_Your objective_: Leave out any picture and return the remaining listing below exactly as given.

_Exercise data_:
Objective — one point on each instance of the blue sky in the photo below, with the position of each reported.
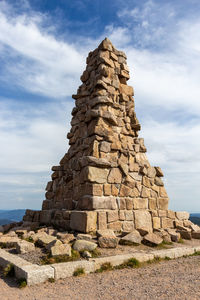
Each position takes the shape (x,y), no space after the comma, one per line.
(43,47)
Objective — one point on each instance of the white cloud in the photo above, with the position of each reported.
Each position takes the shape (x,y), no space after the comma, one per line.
(35,59)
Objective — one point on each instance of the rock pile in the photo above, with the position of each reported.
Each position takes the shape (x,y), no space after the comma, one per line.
(105,180)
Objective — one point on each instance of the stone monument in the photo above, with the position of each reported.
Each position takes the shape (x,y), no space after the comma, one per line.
(105,180)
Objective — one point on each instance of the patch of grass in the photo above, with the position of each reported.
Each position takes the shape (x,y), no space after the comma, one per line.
(132,263)
(79,272)
(196,253)
(104,267)
(3,246)
(164,245)
(48,259)
(9,271)
(94,253)
(29,239)
(167,258)
(181,241)
(156,259)
(22,283)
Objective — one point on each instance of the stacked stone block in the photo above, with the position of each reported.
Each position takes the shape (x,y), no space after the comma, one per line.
(105,178)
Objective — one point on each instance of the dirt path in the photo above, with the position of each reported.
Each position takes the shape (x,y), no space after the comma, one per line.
(175,279)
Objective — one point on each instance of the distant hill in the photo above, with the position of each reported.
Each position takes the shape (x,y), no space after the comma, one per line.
(4,221)
(9,216)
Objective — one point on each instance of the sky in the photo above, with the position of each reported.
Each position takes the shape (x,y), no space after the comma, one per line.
(43,50)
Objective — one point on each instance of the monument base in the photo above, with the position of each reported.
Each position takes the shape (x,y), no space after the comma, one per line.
(144,221)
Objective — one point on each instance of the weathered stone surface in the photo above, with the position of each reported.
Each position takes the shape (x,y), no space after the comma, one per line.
(52,244)
(108,241)
(175,236)
(112,216)
(81,245)
(140,203)
(105,169)
(86,237)
(24,247)
(143,221)
(65,237)
(83,221)
(167,223)
(156,222)
(45,239)
(152,239)
(185,234)
(196,234)
(115,176)
(132,238)
(98,175)
(8,241)
(182,215)
(62,249)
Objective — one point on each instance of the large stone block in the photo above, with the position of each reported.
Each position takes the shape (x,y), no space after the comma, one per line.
(94,174)
(115,176)
(140,203)
(143,220)
(83,221)
(163,203)
(102,220)
(182,215)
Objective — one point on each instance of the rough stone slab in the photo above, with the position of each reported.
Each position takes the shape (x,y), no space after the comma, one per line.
(64,270)
(7,258)
(120,259)
(34,274)
(83,221)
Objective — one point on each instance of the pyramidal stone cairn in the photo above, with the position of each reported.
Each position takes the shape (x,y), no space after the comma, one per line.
(105,180)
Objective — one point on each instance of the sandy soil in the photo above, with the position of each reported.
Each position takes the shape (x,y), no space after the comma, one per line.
(36,256)
(175,279)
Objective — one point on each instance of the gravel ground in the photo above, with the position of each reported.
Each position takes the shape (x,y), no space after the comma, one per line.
(176,279)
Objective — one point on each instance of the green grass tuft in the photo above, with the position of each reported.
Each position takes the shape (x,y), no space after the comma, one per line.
(22,283)
(9,271)
(104,267)
(79,272)
(181,241)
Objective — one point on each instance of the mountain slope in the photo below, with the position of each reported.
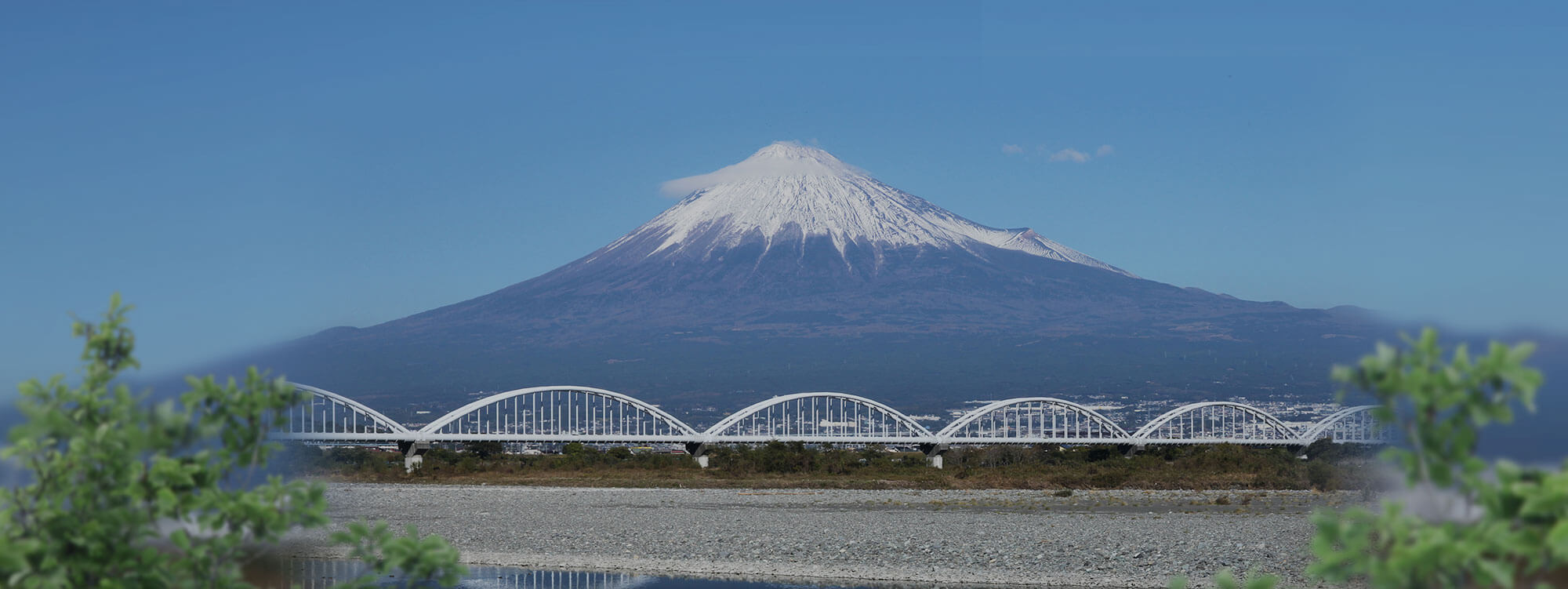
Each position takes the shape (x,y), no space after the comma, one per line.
(794,270)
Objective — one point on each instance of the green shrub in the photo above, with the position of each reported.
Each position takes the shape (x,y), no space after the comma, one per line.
(1439,406)
(109,471)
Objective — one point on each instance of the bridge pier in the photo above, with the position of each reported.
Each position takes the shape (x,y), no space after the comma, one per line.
(413,455)
(699,452)
(934,453)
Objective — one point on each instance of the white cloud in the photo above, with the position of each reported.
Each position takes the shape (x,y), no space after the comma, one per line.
(1070,155)
(777,160)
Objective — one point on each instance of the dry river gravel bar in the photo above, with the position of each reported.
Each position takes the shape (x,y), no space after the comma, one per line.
(1095,540)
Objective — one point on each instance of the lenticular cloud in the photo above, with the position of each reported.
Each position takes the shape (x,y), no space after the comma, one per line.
(782,158)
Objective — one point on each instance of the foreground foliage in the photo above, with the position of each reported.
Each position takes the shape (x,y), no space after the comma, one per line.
(129,494)
(1476,532)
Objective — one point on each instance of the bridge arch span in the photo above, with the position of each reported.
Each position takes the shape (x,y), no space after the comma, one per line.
(818,417)
(1218,420)
(559,414)
(1033,420)
(328,416)
(1351,425)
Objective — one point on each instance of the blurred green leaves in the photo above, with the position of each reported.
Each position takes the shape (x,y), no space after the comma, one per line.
(129,494)
(1501,532)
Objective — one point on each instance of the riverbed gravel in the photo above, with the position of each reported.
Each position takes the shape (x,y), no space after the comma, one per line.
(1029,538)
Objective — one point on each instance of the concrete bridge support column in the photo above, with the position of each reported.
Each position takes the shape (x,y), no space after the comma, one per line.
(934,453)
(413,455)
(699,452)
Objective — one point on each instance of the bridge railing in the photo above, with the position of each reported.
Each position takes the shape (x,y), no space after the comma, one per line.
(597,416)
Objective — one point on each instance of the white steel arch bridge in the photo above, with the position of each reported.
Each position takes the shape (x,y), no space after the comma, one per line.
(562,414)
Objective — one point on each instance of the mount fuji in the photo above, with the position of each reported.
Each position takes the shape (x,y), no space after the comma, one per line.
(797,271)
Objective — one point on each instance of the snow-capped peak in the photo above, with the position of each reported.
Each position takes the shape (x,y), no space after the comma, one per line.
(794,191)
(783,158)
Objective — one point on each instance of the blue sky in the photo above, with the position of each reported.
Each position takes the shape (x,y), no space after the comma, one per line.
(250,173)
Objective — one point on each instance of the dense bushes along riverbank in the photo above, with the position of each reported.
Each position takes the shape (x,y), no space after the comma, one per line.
(1329,467)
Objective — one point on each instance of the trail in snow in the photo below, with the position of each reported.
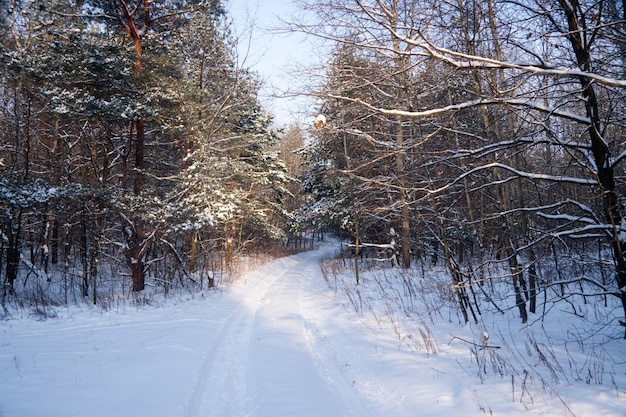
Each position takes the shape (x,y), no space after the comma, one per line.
(276,343)
(263,361)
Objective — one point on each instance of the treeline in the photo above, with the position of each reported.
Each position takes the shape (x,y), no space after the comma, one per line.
(132,146)
(489,136)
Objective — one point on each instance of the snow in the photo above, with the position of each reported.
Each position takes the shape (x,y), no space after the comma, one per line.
(280,342)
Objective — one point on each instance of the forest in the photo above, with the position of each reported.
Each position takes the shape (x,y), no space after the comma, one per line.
(488,137)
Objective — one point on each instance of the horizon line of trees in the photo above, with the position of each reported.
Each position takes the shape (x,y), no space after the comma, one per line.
(490,135)
(132,144)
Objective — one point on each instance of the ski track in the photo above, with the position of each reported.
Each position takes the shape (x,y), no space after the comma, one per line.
(273,324)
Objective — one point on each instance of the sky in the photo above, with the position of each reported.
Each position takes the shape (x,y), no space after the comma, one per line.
(273,55)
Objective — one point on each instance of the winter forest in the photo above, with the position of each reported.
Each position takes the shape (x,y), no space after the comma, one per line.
(483,140)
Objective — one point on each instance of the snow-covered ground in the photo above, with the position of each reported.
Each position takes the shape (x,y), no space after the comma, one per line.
(280,342)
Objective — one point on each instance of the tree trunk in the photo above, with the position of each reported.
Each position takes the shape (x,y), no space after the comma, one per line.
(599,148)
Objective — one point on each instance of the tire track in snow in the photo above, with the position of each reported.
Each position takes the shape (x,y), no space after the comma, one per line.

_Answer for the task_:
Objective — one point on each instance of the blue sky in the photo below, with the position of each reported.
Each position takes the shape (x,y), no space after the comma, one per line.
(43,47)
Objective — one point on each instance of the white cloud in the photo above, with the position of each reported.
Each position takes the shape (x,y), no space after the comma, one per line.
(35,59)
Objective — one point on each instance of the rock pile in the photo above, with the position of each reported.
Each position takes the shape (x,y), no space after the comma, one per line.
(105,180)
Objective — one point on each instance of the stone monument in the photo above, with the position of each reported.
Each position takes the shape (x,y), no space after the comma, one per line.
(105,180)
Objective — one point on each instance of the patch of grass in the photo above, with the position of each reported.
Each position takes the shape (x,y), no space after the comma, one per line.
(132,263)
(79,272)
(196,253)
(104,267)
(3,246)
(164,245)
(48,259)
(9,271)
(94,253)
(29,239)
(167,258)
(181,241)
(156,259)
(22,283)
Objective — one point on each instance of the stacked stone block in the photo above, with the position of each reported.
Each position takes the shape (x,y), no space after the comma, one per line.
(105,178)
Objective — one point on each instance of the dirt path in the photo above, with the position of each reported.
Each position takes the shape (x,y), no space after the comma, one per line.
(175,279)
Objective — one point on each instance of the distant hill in the photo above, with the position of each reported.
Each position takes the shape (x,y), no space after the comma, one per line.
(4,221)
(9,216)
Objective — one point on each instance of the sky in the photo above, with the position of each reported.
Each position takes the shape (x,y), no space after the comma, one per line.
(43,50)
Objective — one point on each instance of the monument base in the photo above, with the position of each reported.
Each position takes the shape (x,y), no space after the comma, one per line.
(144,221)
Objective — one point on each instance of the weathered stone surface in the photo above, with the position of each reported.
Each position takes the shape (x,y), no space after the comma, one per line.
(52,244)
(108,241)
(175,236)
(112,216)
(81,245)
(140,203)
(105,169)
(86,237)
(24,247)
(143,221)
(65,237)
(83,221)
(167,223)
(156,222)
(45,239)
(152,239)
(185,234)
(196,234)
(115,176)
(132,238)
(98,175)
(8,241)
(182,215)
(62,249)
Objective — one point on each instance of the large stone block in the photo above, with the position of each reported.
Each position takes the shape (x,y), no space after the comma, one per line.
(94,174)
(115,176)
(140,203)
(143,220)
(83,221)
(163,203)
(102,220)
(182,215)
Objective — one point on each instance of the rough stone slab in the photo above, with the position of each reported.
Each position takes the shape (x,y), no space after the comma, one per line.
(64,270)
(7,258)
(120,259)
(34,274)
(83,221)
Objective — one point on each instance of the pyramidal stone cairn in the photo above, with the position of each reported.
Each position takes the shape (x,y), no space after the comma, one per line.
(105,180)
Objective — one point on each instance of the sandy soil in the photo above, with the position of each reported.
Each position takes the shape (x,y), no space after the comma, one per line.
(36,256)
(175,279)
Objective — one point on each instance of the gravel ground in the photo above, with the position of each reported.
Each position takes the shape (x,y), no space after the comma, one per line.
(176,279)
Objective — one point on each instance of the green grass tuft in the photo above, with the position of each reported.
Each position takes the shape (x,y), no space after the comma, one per line.
(22,283)
(9,271)
(104,267)
(79,272)
(181,241)
Objective — one point on each instance of the mountain slope in the photo below, with the position of each reported.
Each position takes the shape (x,y), no space after the comma, one per line.
(794,270)
Objective — one point on each instance of the green shrub in the photo above, with the position of each reported.
Each position takes the shape (x,y), no space after the comma, one per line.
(1439,406)
(109,471)
Objective — one point on each instance of the bridge pier in the photo above, with the position of each reported.
Each position takes the shape (x,y), no space after the comma, one per line.
(413,455)
(699,452)
(934,453)
Objective — one point on each instance of the white cloud in the photo above, with the position of each reported.
Each position takes the shape (x,y), no space after the comma, one per line.
(1070,155)
(777,160)
Objective — one point on each instance of the dry river gravel bar in the photo above, with the position of each reported.
Each position takes the shape (x,y), no space after the comma, one per line.
(1095,540)
Objective — one point on each instance of the lenticular cloud in the photo above, with the position of each reported.
Each position takes the shape (x,y), no space after the comma, one per line.
(782,158)
Objective — one point on each instance of the foreground foliage in the photo above, with the position of each reported.
Each position takes the shape (x,y), no space after the comma, one per line.
(129,494)
(1476,532)
Objective — one point on each instance of the bridge arch span in the photo above, with the position of each reported.
Each position takes the shape (x,y), no space after the comma, one per line.
(818,417)
(1218,420)
(559,414)
(1033,420)
(328,416)
(1351,425)
Objective — one point on each instance of the blurred green leaves in the photo above, with the position of each reported.
Each position takes the shape (x,y), no space after the comma, one per line.
(129,494)
(1501,532)
Objective — one point on each instance of the riverbed gravel in the photo above, with the position of each reported.
Each position takes the shape (x,y), no space after the comma, one per line.
(1029,538)
Objective — one point on each instance of the concrete bridge support column in the photo above, with the position of each reported.
Each position takes the shape (x,y), no space after the comma, one per line.
(934,453)
(413,455)
(699,452)
Objective — one point on each instance of the bridge railing in the photo above, with the position of each reported.
Each position takes the shape (x,y), no space after the comma, one per line.
(597,416)
Objective — one point on each instance of the white steel arch bridge in the photo above, with the position of each reported.
Each position takes the shape (x,y), no space after the comma, one per line.
(562,414)
Objective — one point on each instance of the mount fuji in the photo above, with the position of each reported.
Each position takes the shape (x,y), no space after the comma, one per line.
(797,271)
Objective — one point on each instance of the snow-capped peak in the photo above, with the position of each reported.
Each position takes the shape (x,y), no space after the comma, one per line.
(794,191)
(783,158)
Objective — one point on each instance of the blue sky in the photo above, with the position of each reported.
Each position takes the shape (x,y), no space after the comma, one per line.
(250,173)
Objective — one point on each instance of the dense bushes along riverbank in the photo above, with the position of each reported.
Each position takes the shape (x,y), no space after the comma, one per line.
(1329,467)
Objective — one point on each instance of the trail in snow in the photo below, with the position of each reported.
Each position takes the shape (x,y), no space after the comma, one per line.
(276,343)
(263,361)
Objective — one point on each instance of the treeline in the photo above, with the position of each reported.
Each position takes the shape (x,y), no space after the comma, one per line.
(132,146)
(489,136)
Objective — one point on each instance of the snow in the photo above, with the position of each reported.
Each position takes the shape (x,y), no space after the comma, one per line.
(280,342)
Objective — one point on each instance of the forest in the photo above, with the position of each reported.
Each position takes the shape (x,y), no space after the comma, one per line.
(488,137)
Objective — one point on each instance of the horizon line of trees in the photo above, with the position of each reported.
Each position takes the shape (x,y), no space after the comma, one per line.
(490,135)
(132,144)
Objective — one point on each instance of the ski track in the photo above, with the position of each reported.
Each position takes the shape (x,y), no space after the comma, one per line.
(273,324)
Objective — one point on each instance of the sky in the photo above, with the position of each reported.
Each position takes the shape (x,y), no space after the comma, one per line.
(273,55)
Objective — one point on each instance of the winter forest in the photo above, with the position of each reported.
Each position takes the shape (x,y), no space after the comma, one per line.
(483,140)
Objective — one point on each instance of the snow-covered ground in the photo above, with the position of each reported.
Each position takes the shape (x,y), no space after the comma, one per line.
(280,342)
Objective — one point on each instance of the tree trunk in the photo above, with the position of each reported.
Each position takes the shape (x,y), no space after the comma, one per line.
(599,148)
Objective — one point on each instance of the tire track in snow in the photo above, with the position of each reported.
Each position takes the shape (x,y), no space after the comma, one per line.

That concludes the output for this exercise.